WORK TO COMPLETE
Could you transcribe every entry exactly, leaving nothing out?

### GIVEN RECORDS ###

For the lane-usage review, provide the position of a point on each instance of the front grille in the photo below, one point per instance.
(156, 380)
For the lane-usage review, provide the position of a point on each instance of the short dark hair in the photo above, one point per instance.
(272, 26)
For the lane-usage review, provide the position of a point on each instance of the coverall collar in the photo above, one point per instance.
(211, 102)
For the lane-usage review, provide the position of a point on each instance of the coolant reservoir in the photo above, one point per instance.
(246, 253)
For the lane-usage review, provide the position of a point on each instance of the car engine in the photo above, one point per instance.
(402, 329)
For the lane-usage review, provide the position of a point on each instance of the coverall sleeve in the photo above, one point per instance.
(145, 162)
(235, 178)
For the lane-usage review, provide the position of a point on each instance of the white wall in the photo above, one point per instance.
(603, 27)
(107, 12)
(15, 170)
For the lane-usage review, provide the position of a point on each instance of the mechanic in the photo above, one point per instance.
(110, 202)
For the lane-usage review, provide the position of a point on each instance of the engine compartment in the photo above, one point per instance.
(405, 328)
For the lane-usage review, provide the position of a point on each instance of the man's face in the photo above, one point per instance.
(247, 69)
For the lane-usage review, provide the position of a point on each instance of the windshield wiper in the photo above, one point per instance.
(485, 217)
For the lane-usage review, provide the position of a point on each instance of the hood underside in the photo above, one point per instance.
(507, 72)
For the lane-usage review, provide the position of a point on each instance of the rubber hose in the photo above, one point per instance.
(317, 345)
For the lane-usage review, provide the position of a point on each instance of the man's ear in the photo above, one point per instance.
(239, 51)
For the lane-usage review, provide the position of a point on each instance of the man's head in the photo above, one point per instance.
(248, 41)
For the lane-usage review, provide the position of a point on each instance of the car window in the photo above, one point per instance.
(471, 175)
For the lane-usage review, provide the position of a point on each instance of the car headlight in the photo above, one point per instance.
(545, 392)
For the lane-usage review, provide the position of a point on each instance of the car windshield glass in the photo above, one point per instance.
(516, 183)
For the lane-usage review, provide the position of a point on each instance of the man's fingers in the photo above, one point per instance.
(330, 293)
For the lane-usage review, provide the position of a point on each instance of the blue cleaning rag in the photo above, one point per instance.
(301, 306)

###

EXERCISE RESPONSE
For the lane-usage review, provide the position of a point on each instance of the front grille in the photo below, one point per instance.
(156, 380)
For the lane-usage review, provide the position of a point on each instance of the short dark hair in the photo above, one point per instance.
(272, 26)
For the lane-usage review, provide the position of a point on each instance of the coverall collar in the photo above, one point per instance.
(211, 102)
For the lane-usage review, provide the position of a point on each instance of the coolant reservoir in the photo above, one point per instance.
(246, 253)
For the lane-usage review, provide the position of a point on each instance of the car engine in the photo above, one point per instance.
(402, 329)
For the lane-usage review, provide the position of a point on each instance of the coverall sleeve in the photo above, one point per instance.
(145, 162)
(235, 178)
For the lane-usage review, provide the position of a point on each instance of the white wall in the photo above, one point per instance.
(603, 27)
(107, 12)
(15, 170)
For the lane-usage review, provide the position of a point on each instance of the mechanic in the photo above, one point per instance.
(110, 202)
For the lane-usage review, provide the position of a point on each instance of the engine compartment in the photo above, one point per instance.
(405, 328)
For the lane-usage review, provide the position of a point on each instance of the man's face in the photo above, one point per instance.
(247, 69)
For the lane-usage review, provide the position of a point on each instance of the windshield wiper in the photo above, one point per instance.
(485, 217)
For the lane-usage review, provide the position of a point on each instance of the hood underside in the photo above, one point per instance.
(507, 72)
For the lane-usage review, provide the position of a point on each instance of the rubber hose in the photo above, one point per instance.
(317, 345)
For the lane-usage review, provide the position of a point on each instance of the man's ear in the photo above, one point per instance.
(239, 51)
For the lane-usage review, provide the position of a point on each instance of the man's head in the photo above, one point per instance.
(248, 41)
For the lane-usage review, provide the position of a point on each instance of the car window in the photo above, one point per instance.
(471, 175)
For the lane-usage review, provide the position of a point on each instance of the car headlight in the photo above, one point per instance.
(545, 392)
For the lane-usage review, provide the position of a point on each instance of the car windshield glass in the photo above, one point per instance.
(516, 183)
For the lane-usage review, provide the position of a point on each instance of the man's fingers in the photo above, one point per instance.
(330, 293)
For the lane-usage review, provide the position of a point on each instance of the blue cleaning rag in the photo above, one point per instance.
(301, 306)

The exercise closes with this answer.